* Excerpt provided:
────────────────────────────────────────

Space efficiency: these are likely to contain very large amounts of data, and these should take no more space than is strictly necessary to store the information. The type of geometry and/or data layout is known in advance, so I don't think it makes sense to try to use more generic container formats like VTK or HDF5 - these will likely require more space to describe the geometry / layout. Text formats are also likely to be inefficient from that point of view.
Load/store efficiency: loading large amounts of data will take even longer if the data need to be converted, especially to/from text. Ideally it should be possible to read() / write() the data into/out of memory in one go, and even better, memory-map it and access it directly. This implies storing in IEEE floating-point format, most likely little-endian since that's the native format on all CPUs in common use. We could discuss whether to store in single or double precision, but I don't expect there will be many applications where we need to store vertex locations with 64 bits of precision - in fact, I wouldn't be surprised if the discussion goes the other way, with the possibility of using 16 or 24 bit floats instead (though these would require conversion and could potentially slow down the IO).
Independence: I think it's critical that the format is standalone, and independent of any external reference. Having to supply the coordinate system for the tractogram by way of a user-supplied image would in my opinion massively expand the scope for mistakes. I don't mind so much if the necessary information is encoded in the header, as suggested by @frheault above - but I don't see that it adds a great deal to simply storing the data in world coordinates directly. I do appreciate that it probably matches the way data are processed in many packages, where everything in performed in voxel space. In MRtrix, everything is performed in real space, and the fODFs / eigenvectors are stored relative to world coordinates also, so there's no further conversion necessary - I appreciate not all packages work that way. And for full disclosure: we (MRtrix) would have a vested interest here since storing in anything other than world coordinates would probably mean more work for our applications.
Extensibility: we routinely add lots more information in our tractogram headers as the need arises, and I expect there will be many applications where the ability to store additional information more loosely will be useful. A standard format should allow for this, and also allow for additional entries in the header to become part of the official standard if & when their use becomes commonplace.

So that's my 2 cents on what I would like a standard tracrography format to look like. You'll note that I've more or less described the tck format, and yes, there's a fairly obvious conflict of interest here... 😁

However, there's clearly features that the tck format doesn't support that others do, though I've not yet felt the need to use them. The ability to group streamlines within a tractogram is interesting. I would personally find it simpler to define a folder hierarchy to encode this type of information: it uses standard filesystem semantics, allows human-readable names for the different groups, and allows each group to have its own header entries if required. Assuming the header is relatively compact, it also shouldn't take up a lot more storage than otherwise. And it allows applications to use simple load/store routines to handle single tractogram files, and trivially build on them to handle these more complex structures as the need arises. Others may (and no doubt will) disagree with this...

────────────────────────────────────────

* Written instruction a:
Name each requirement that the forum post on tractography formats introduces as a heading followed by a colon.

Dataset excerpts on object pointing
────────────────────────────────────────

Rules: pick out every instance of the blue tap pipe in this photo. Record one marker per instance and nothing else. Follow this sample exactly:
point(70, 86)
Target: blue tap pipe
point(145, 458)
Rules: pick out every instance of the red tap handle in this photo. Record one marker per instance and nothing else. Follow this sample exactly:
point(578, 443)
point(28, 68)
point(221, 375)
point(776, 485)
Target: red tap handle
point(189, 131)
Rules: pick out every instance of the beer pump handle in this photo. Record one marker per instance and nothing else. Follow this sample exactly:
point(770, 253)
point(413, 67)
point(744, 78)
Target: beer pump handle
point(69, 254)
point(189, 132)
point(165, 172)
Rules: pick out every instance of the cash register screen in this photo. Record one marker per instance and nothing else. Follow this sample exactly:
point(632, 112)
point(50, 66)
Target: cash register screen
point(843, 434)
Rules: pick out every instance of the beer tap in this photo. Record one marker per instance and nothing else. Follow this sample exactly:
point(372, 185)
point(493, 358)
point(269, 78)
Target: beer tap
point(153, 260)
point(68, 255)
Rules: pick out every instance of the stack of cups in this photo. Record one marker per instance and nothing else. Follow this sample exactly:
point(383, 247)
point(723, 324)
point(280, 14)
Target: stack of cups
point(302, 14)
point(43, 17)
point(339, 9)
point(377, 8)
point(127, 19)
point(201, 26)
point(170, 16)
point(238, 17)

────────────────────────────────────────

* Written instruction b:
Put the records from the line containing "Rules: pick out every instance of the cash" up to and including the line containing "point(68, 255)" into a Markdown table with the columns Row and Line, one line per row, skipping blank lines.

* Output a:
- Space efficiency
- Load/store efficiency
- Independence
- Extensibility

* Output b:
| Row | Line |
|---|---|
| 1 | Rules: pick out every instance of the cash register screen in this photo. Record one marker per instance and nothing else. Follow this sample exactly: |
| 2 | point(632, 112) |
| 3 | point(50, 66) |
| 4 | Target: cash register screen |
| 5 | point(843, 434) |
| 6 | Rules: pick out every instance of the beer tap in this photo. Record one marker per instance and nothing else. Follow this sample exactly: |
| 7 | point(372, 185) |
| 8 | point(493, 358) |
| 9 | point(269, 78) |
| 10 | Target: beer tap |
| 11 | point(153, 260) |
| 12 | point(68, 255) |